» Stated problem: Please gather every line of the items below that contains the string "field", treating uppercase and lowercase as different.
--- START Working data ---
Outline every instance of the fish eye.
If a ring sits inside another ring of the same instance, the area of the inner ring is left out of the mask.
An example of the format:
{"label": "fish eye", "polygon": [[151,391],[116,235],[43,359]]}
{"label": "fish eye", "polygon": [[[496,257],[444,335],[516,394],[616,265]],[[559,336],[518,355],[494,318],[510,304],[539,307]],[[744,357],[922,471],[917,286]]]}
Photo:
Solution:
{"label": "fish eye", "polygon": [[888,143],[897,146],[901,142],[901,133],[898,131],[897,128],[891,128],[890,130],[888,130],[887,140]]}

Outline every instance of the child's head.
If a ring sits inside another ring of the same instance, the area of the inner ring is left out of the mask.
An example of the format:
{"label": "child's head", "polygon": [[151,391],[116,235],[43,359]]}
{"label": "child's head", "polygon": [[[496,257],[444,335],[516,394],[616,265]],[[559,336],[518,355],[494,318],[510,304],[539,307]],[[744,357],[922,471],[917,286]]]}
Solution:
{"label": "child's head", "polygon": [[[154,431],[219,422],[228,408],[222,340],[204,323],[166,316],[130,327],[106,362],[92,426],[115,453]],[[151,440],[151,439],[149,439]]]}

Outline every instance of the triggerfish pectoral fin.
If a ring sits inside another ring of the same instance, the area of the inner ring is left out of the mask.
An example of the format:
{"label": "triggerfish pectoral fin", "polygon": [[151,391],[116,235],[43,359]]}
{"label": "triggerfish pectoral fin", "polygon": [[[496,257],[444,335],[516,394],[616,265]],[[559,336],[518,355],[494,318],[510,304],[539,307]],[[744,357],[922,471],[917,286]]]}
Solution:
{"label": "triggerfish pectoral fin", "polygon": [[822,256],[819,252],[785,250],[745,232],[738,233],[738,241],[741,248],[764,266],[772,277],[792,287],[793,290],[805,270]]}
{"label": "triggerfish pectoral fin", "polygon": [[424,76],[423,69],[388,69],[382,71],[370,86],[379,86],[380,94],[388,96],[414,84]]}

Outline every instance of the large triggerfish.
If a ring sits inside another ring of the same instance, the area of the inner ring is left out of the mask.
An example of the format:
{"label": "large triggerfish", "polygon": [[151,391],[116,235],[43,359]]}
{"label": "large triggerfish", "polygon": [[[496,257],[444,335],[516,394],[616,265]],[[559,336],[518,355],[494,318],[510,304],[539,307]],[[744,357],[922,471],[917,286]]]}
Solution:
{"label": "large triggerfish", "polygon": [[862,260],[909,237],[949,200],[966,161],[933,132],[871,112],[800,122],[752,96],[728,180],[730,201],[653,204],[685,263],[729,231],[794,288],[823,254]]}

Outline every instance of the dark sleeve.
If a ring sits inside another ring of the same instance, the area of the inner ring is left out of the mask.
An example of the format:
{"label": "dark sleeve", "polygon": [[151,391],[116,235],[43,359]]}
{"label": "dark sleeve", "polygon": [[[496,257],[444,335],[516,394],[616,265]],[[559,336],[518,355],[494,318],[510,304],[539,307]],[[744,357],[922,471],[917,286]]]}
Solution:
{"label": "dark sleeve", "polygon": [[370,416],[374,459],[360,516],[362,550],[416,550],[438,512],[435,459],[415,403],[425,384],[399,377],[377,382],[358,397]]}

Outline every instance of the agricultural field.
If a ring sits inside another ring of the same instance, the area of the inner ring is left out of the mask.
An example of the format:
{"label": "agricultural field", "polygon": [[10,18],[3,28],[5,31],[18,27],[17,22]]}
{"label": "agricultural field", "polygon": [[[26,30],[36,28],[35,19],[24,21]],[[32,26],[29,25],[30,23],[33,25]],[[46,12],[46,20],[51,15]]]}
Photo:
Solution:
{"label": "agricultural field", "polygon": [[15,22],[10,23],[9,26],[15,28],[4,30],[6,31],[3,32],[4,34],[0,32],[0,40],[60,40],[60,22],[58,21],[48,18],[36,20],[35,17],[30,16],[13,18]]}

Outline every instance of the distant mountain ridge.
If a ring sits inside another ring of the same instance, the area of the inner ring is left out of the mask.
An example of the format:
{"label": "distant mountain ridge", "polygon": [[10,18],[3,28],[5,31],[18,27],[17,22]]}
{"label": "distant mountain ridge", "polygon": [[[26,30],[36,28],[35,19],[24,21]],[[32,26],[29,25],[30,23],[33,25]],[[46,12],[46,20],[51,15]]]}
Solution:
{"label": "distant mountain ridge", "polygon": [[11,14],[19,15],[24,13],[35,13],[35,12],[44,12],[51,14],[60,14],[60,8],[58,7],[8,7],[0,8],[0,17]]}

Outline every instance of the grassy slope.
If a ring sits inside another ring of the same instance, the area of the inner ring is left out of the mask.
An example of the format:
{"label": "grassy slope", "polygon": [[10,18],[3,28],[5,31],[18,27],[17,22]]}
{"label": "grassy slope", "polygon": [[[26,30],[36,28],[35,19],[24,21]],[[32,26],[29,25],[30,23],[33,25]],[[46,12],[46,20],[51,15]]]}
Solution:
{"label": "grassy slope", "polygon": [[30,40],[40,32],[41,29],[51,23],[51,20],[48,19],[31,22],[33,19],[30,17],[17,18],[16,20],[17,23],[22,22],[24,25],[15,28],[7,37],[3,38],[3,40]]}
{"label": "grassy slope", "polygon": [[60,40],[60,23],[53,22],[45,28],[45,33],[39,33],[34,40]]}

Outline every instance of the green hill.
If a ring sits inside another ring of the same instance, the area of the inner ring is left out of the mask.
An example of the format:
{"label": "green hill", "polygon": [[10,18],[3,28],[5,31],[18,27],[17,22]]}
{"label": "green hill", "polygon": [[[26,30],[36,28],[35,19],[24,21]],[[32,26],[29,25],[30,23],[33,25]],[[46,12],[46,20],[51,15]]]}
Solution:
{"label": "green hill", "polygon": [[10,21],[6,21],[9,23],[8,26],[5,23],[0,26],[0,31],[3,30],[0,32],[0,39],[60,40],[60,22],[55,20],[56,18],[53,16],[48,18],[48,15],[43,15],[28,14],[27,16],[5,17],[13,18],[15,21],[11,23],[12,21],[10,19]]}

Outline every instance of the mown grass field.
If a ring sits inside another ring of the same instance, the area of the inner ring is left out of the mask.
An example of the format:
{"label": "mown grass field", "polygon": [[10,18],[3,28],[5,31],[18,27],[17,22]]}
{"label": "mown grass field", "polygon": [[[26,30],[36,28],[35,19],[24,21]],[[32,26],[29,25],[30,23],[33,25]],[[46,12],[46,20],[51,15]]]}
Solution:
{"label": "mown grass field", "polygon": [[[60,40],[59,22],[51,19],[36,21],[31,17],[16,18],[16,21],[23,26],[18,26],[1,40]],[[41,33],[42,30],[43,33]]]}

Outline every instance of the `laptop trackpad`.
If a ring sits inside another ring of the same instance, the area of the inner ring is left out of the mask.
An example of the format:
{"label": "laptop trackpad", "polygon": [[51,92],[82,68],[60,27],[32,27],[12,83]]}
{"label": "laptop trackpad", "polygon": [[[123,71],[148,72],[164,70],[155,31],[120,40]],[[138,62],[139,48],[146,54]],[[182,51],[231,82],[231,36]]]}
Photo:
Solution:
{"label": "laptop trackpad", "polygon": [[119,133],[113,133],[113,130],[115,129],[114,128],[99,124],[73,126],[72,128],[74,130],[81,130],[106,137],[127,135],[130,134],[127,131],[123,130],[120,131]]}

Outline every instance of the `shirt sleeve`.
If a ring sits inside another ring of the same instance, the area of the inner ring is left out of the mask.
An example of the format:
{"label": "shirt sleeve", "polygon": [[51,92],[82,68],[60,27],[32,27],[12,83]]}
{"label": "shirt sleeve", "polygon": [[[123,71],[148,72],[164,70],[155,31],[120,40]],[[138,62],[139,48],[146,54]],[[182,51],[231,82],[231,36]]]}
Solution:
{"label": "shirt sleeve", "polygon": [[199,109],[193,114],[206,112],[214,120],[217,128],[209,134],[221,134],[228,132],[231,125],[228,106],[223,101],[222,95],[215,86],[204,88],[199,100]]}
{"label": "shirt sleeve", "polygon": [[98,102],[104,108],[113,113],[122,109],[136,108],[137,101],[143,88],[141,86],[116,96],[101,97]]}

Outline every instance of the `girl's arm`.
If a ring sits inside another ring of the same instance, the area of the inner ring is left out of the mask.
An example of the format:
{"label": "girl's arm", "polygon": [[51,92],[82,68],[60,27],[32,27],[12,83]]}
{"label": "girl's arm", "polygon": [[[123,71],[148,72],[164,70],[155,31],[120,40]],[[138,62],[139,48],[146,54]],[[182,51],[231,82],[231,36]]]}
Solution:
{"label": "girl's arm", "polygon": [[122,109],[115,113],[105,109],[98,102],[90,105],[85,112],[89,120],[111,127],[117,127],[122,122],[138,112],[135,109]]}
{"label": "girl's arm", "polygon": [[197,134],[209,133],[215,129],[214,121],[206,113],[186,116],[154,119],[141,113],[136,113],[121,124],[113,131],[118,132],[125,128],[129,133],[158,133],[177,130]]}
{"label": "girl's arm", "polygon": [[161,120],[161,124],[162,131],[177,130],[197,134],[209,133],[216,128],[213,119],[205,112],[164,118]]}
--- END Working data ---
» Answer for the task:
Outline every instance of the agricultural field.
{"label": "agricultural field", "polygon": [[10,18],[3,28],[5,31],[18,27],[17,22]]}
{"label": "agricultural field", "polygon": [[[26,30],[36,28],[35,19],[24,21]],[[32,26],[29,25],[30,23],[33,25]],[[46,12],[46,20],[51,15]]]}
{"label": "agricultural field", "polygon": [[15,22],[10,23],[9,26],[15,28],[4,30],[6,31],[3,32],[4,34],[0,32],[0,40],[60,40],[60,22],[58,21],[48,18],[36,20],[35,17],[30,16],[13,18]]}
Outline every instance of the mown grass field.
{"label": "mown grass field", "polygon": [[10,18],[3,28],[5,31],[18,27],[17,22]]}
{"label": "mown grass field", "polygon": [[[26,30],[36,28],[35,19],[24,21]],[[32,26],[29,25],[30,23],[33,25]],[[46,12],[46,20],[51,15]]]}
{"label": "mown grass field", "polygon": [[[60,40],[59,22],[51,19],[36,21],[31,17],[16,18],[16,21],[23,26],[18,26],[1,40]],[[41,33],[42,30],[43,33]]]}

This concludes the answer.